Page text:
------------------------------------------------------------

Types of SEC Whistleblower Cases: Unregistered Stock Offerings
Unregistered stock offerings
are a widespread form of securities fraud, and are aggressively pursued by the Federal Government when reported as SEC whistleblower cases.
Since, by their name, unregistered stock offerings are not “registered” with the SEC, many of them go undetected by the Commission until it is too late to stop the perpetrators from scamming investors, and they are often never discovered or reported altogether.
If potential SEC whistleblowers believe that they have information about a person, business or securities firm that is engaging in the sale or promotion of unregistered stock offerings, they can report it to the SEC.
What Are Unregistered Stock Offerings?
When describing a security, the most common example is that of a public company’s stock, sold on an exchange such as the NYSE or NASDAQ, in which investors receive “stock certificates” that authenticate their ownership.
However, the selling of any “investment” in a company, whether debt or equity, and no matter what form it is recorded in, is considered to be a sale of securities.
Regardless of what type of security is being sold to the public, it must be registered with the SEC before the date of sale.

------------------------------------------------------------

Excerpted records:
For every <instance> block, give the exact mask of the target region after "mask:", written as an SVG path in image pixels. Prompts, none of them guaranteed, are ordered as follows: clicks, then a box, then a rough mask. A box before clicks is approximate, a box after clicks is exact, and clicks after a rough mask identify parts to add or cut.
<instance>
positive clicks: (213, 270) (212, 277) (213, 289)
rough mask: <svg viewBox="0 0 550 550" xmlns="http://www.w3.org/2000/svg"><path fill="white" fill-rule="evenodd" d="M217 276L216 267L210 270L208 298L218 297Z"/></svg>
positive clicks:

------------------------------------------------------------

What you have to do: Continue the text on unregistered stock offerings from the point where it stops.

Your response:
In fact, before a company or brokerage firm can even offer, publicize, promote, solicit interest in, or sell securities to the public, they must be officially registered with the SEC. If a security is sold or offered to the public without following this procedure, it is an unregistered security. Doing so is a violation of the Federal securities laws and considered a fraud.
There are no minimum number of violations that must occur for the Commission to initiate whistleblower cases based on unregistered stock offerings. SEC whistleblower cases can be brought for as little as one promotion or sale of an unregistered security.
Exempt Transactions: Exceptions To Registration
As with most other areas of securities law, there are exemptions to the registration rules that allow for the sale of specific types of unregistered securities in certain situations. These rules are part of the Securities Act of 1933 and commonly known as Regulation D or “Reg D”.
All of the rules, requirements, conditions, and exceptions for exempt transactions are too complicated to discuss at length here. A few examples include, but are not limited to, the following:
- Qualified or Accredited Investor exemptions;
- Intrastate Exemptions; and
- Corporate Insider exemptions.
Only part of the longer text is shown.